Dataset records
BEGIN

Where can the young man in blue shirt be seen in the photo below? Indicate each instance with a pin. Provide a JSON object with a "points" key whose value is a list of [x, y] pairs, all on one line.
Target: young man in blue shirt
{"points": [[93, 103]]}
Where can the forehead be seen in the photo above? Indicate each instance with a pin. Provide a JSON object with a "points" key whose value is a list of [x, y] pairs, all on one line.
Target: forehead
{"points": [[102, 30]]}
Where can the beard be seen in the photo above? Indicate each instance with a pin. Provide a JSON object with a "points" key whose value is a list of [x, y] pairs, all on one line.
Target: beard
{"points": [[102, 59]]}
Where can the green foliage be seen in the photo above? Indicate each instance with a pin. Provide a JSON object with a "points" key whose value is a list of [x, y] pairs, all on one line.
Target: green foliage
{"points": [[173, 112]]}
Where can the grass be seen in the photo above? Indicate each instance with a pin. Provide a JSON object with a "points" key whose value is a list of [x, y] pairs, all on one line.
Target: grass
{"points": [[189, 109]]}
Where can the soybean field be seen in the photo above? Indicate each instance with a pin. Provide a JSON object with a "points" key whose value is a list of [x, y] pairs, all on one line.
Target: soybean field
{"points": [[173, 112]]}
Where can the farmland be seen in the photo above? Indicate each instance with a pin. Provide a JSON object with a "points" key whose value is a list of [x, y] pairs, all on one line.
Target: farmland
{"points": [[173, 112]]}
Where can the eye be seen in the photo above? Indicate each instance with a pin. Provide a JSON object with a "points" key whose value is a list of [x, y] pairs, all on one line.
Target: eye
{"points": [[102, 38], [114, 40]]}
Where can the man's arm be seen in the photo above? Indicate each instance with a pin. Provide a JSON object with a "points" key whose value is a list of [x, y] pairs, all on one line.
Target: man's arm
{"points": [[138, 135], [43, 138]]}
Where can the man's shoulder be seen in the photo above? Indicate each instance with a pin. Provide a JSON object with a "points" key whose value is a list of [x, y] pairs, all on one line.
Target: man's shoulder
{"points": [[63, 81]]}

END

Write out every item above word for word, with each line unchanged.

**Problem solution**
Where can the young man in blue shirt be seen in the photo below? Indicate each instance with a pin. Provide a JSON object with a "points" key whose value is a list of [x, y] pairs, all on one line.
Target: young man in blue shirt
{"points": [[93, 103]]}
Where can the forehead be seen in the photo above? Indicate each instance with a pin. Provide a JSON object with a "points" key whose value is a list of [x, y] pairs, all on one line.
Target: forehead
{"points": [[102, 30]]}
Where can the beard be seen in the photo above? Indicate each instance with a pin. Provide a JSON object with a "points" key whose value is a list of [x, y] pairs, all on one line.
Target: beard
{"points": [[102, 59]]}
Where can the green foliage be seen in the photo above? Indicate each instance with a pin. Provide a JSON object with a "points" key whose value is a list of [x, y] pairs, all on one line.
Target: green foliage
{"points": [[173, 112]]}
Where can the grass be seen in the photo above? Indicate each instance with a pin. Provide a JSON object with a "points" key whose value is a list of [x, y] pairs, all on one line.
Target: grass
{"points": [[189, 109]]}
Where can the soybean field be seen in the photo above? Indicate each instance with a pin. Provide a JSON object with a "points" key whose value is a list of [x, y] pairs, all on one line.
Target: soybean field
{"points": [[173, 112]]}
Where can the farmland be seen in the photo above? Indicate each instance with a pin. Provide a JSON object with a "points" key whose value is a list of [x, y] pairs, all on one line.
Target: farmland
{"points": [[173, 112]]}
Where can the eye be seen in the photo above? Indicate each instance with a pin. Provide a JSON object with a "points" key whose value is a list of [x, y] pairs, all on one line.
Target: eye
{"points": [[102, 38], [114, 40]]}
Where can the man's arm be seen in the photo above? Indicate each instance with a pin. Provide a JSON object with a "points" key whose value is a list of [x, y] pairs, all on one line.
Target: man's arm
{"points": [[138, 135], [43, 138]]}
Where can the man's shoulder be seen in the photo above? Indicate each instance with a pin. Provide a JSON object with a "points" key whose value is a list of [x, y] pairs, all on one line.
Target: man's shoulder
{"points": [[63, 81]]}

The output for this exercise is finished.